Extract each line of the data below that contains the string "sleeve".
>>>
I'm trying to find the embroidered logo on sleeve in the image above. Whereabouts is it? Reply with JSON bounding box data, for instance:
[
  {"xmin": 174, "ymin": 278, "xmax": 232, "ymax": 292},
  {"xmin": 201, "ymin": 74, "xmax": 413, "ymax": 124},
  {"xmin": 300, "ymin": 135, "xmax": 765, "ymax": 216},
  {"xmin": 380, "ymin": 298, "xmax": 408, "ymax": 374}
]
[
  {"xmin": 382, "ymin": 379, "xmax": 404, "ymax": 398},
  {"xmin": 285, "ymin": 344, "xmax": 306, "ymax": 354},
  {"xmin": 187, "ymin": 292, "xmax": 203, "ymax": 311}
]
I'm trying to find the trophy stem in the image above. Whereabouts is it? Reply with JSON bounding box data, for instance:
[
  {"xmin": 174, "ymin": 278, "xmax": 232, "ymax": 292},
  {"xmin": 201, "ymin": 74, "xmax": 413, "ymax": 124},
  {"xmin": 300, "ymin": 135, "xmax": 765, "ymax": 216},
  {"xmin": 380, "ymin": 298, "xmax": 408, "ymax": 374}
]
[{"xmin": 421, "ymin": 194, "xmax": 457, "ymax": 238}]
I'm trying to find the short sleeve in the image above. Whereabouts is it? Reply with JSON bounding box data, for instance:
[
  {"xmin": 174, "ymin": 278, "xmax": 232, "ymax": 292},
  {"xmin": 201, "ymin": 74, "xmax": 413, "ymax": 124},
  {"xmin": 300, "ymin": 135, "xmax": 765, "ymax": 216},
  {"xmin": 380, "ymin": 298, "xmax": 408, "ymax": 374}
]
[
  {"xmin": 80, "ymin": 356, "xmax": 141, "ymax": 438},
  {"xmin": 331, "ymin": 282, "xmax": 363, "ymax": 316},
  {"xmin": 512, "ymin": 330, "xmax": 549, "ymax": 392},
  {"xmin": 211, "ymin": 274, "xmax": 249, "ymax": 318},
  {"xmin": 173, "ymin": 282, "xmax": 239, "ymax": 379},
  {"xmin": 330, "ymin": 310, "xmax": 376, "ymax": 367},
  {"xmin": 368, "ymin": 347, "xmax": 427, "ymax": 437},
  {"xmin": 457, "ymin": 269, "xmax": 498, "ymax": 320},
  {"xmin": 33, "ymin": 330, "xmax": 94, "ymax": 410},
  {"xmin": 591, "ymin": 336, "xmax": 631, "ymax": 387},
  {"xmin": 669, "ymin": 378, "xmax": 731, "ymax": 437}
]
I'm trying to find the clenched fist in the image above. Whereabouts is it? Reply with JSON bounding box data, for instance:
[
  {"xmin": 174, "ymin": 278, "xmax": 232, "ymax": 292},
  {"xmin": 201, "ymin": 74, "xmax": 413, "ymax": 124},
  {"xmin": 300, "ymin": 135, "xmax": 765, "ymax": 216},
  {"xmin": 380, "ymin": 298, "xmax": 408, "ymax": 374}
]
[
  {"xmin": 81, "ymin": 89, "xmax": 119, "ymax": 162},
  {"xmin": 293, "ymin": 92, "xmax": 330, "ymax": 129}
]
<<<
* [Response]
I'm trying to find the embroidered logo on sleeve in the image above. Whereabouts is it? Reply with JSON bounding box data, for instance:
I'm trying to find the short sleeve in the image above. Whereabouts is it? Reply with JSON bounding box data, for instance:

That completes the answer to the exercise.